**Deine Aufgabe:** Schreib den Faktencheck zur Zeitumstellung weiter, der unten steht. Mach direkt nach seinem letzten Satz weiter.

**Vorliegender Text:**

Behauptung: Das bisherige Hin und Her schadet der Gesundheit, weil unsere Innere Uhr jedes Mal durcheinandergerät.
Bewertung: Teils richtig
Fakten: Es gibt wissenschaftliche Anhaltspunkte dafür, dass die Anpassung des Biorhythmus besonders im Frühjahr nicht so einfach ist. Die Krankenkasse
DAK etwa hat in einer Langzeitbeobachtung festgestellt, dass in den ersten drei Tagen nach der Zeitumstellung 25 Prozent mehr Patienten mit Herzbeschwerden ins Krankenhaus kamen als im Jahresdurchschnitt.
Die Wissenschaftlichen Dienste des Bundestages zitierten 2014 Studien aus Schweden und den USA, die ein leicht erhöhtes Infarktrisiko nach der Zeitumstellung im Frühjahr belegten. Eine australische Studie zeigte einen Zusammenhang zwischen Zeitumstellung und Suizidrate: Auch kleine Veränderungen im Biorhythmus könnten demnach bei gefährdeten Menschen destabilisierend wirken.
In einer repräsentativen
Forsa-Umfrage im Auftrag der DAK (2018) wiederum gaben 72 Prozent der Befragten an, sie können sich nicht erinnern, dass ihnen die Zeitumstellung schon einmal Probleme bereitet hätte.
Behauptung: Von einer dauerhaften Sommerzeit wären Schüler und Studenten besonders hart betroffen.
Bewertung: Richtig
Fakten: Nach Umstellung auf die permanente Sommerzeit würde es im Winter morgens eine Stunde später hell. Mediziner weisen darauf hin, dass Menschen das blaue Licht der Sonnenstrahlung brauchen, um wach zu werden. Alfred Wiater, der Vorsitzende der Deutschen Gesellschaft für Schlafforschung und Schlafmedizin (DGSM), sagte dazu dem
Deutschen Ärzteblatt, die Serotoninausschüttung werde durch Licht stimuliert – «so werden wir morgens wach und munter».
Der Münchner Chronobiologe Till Roenneberg sieht besonders viele Teenager betroffen. Ihr typischer Biorhythmus verschiebe ihre Innere Uhr und mache sie zu Langschläfern. Schon der Schulstart um 08.00 Uhr morgens sei für sie vergleichbar mit einem Arbeitsbeginn um 04.00 Uhr bei Erwachsenen. «Das sollen sich einfach mal Erwachsene vor Augen führen, (…) wie aufmerksam sie dann sind und wie gut sie dann lernen können», so Roenneberg in einem Podcast seiner Universität. Die Zeitumstellung verschärfe dieses Problem noch: «Die Diskrepanz zwischen dem, was die Innere Uhr leben möchte, und dem, was wir leben müssen, (…) wird um eine Stunde noch vergrößert – mit allen Konsequenzen: Schlafmangel, mehr rauchen, mehr unter Stress stehen usw.»

**Ausgelesene Einträge:**
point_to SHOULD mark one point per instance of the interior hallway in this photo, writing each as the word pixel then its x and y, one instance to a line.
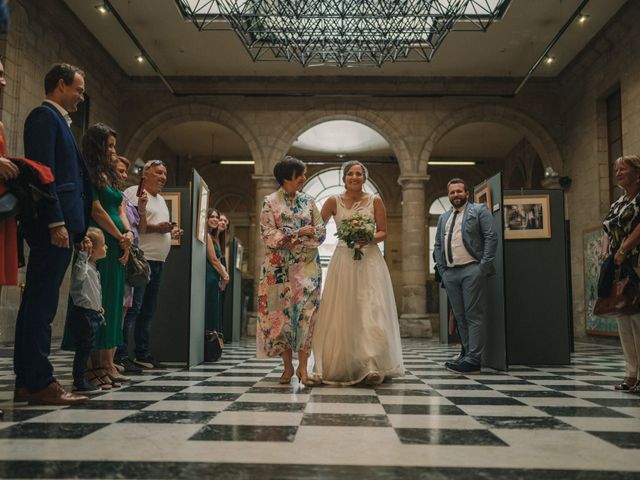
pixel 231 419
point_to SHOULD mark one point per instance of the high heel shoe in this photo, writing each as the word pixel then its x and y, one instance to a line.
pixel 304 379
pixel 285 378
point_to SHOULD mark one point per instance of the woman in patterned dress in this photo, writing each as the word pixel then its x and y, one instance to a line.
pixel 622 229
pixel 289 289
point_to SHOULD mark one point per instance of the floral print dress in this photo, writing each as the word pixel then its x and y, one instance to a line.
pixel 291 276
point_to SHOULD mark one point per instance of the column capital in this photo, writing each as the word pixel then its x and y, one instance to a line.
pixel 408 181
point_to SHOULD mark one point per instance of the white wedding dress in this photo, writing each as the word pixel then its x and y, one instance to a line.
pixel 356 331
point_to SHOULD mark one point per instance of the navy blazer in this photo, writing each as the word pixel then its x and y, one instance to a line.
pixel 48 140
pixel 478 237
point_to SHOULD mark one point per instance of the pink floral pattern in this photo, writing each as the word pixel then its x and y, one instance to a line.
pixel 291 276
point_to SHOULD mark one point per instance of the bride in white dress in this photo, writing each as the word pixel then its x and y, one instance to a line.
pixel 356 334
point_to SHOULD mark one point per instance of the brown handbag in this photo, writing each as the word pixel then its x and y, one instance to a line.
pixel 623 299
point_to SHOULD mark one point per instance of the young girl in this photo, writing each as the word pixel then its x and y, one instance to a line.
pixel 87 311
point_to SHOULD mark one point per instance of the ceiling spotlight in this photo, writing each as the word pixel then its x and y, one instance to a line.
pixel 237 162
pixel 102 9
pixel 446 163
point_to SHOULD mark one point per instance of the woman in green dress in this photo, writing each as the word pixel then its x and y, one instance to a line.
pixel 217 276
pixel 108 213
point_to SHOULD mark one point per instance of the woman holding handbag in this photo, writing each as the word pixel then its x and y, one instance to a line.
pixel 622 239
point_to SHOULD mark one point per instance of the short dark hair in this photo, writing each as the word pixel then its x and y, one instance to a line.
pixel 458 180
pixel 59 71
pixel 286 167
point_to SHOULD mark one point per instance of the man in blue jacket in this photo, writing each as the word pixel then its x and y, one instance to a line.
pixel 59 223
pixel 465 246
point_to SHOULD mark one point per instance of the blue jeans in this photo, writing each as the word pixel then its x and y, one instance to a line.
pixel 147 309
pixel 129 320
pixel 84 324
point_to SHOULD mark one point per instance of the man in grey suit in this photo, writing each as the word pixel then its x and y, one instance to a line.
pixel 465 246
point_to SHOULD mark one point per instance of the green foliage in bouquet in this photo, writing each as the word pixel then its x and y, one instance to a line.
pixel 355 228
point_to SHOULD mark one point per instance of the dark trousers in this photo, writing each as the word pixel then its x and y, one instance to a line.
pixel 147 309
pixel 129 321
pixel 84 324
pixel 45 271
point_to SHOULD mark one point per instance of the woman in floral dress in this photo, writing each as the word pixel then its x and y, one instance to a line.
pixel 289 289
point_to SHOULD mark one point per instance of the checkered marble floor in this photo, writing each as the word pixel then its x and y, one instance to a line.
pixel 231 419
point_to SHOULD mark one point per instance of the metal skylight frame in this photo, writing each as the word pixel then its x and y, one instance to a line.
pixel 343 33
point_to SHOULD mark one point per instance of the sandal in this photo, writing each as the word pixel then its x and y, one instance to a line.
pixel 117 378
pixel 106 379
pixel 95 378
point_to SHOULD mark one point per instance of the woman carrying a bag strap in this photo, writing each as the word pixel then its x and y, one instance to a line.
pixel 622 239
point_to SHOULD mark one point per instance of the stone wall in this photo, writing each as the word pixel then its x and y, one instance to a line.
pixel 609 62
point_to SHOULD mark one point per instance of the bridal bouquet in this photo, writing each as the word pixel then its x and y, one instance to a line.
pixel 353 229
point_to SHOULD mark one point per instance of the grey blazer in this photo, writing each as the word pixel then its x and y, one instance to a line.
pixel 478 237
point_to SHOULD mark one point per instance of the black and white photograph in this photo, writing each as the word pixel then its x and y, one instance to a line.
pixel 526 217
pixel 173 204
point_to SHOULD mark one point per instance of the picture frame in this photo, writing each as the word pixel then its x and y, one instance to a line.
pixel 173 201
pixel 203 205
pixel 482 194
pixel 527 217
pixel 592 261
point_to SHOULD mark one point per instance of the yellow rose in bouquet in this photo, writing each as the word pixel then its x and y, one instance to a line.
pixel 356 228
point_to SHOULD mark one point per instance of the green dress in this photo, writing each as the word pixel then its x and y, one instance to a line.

**Deine Antwort:**
Auch der
Deutsche Lehrerverband hält eine dauerhafte Umstellung auf Sommerzeit für unverantwortlich. Eine solche Regelung würde nach Aussage von Verbandschef Heinz-Peter Meidinger dazu führen, «dass über zehn Millionen Schülerinnen und Schüler in Deutschland zwei Monate länger bei absoluter Dunkelheit ihren morgendlichen Schulweg antreten müssten, was nicht zuletzt auch die Unfallhäufigkeit in die Höhe treiben würde».
Behauptung: Eine dauerhafte Winterzeit kommt den natürlichen Verhältnissen am nächsten.
Bewertung: Stimmt mit Einschränkungen
Fakten: «Natürlich» wäre es, wenn die Sonne punkt 12 Uhr mittags ihren Zenit erreichen würde – das entspricht der «Sonnenzeit». So ist es beispielsweise im Winter in Görlitz, am östlichsten Zipfel Deutschlands. Die Stadt liegt genau auf dem 15. Längengrad, sie ist deshalb idealtypisch für die Berechnung der «Normalzeit» – der Mitteleuropäischen Zeit MEZ – in Deutschland. Schon in Hamburg oder Dortmund stimmen Sonnen- und Uhrzeit aber nicht mehr überein, weil sie deutlich westlicher liegen.
Die
Zeitzonen orientieren sich an der Koordinierten Weltzeit (UTC). Dafür wird der Erdball, ausgehend vom Nullmeridian in Greenwich bei London, gedanklich in 24 Zonen mit einer Breite von je 15 Längengraden eingeteilt. Von einer dieser Zonen zur nächsten beträgt der Zeitunterschied jeweils eine Stunde.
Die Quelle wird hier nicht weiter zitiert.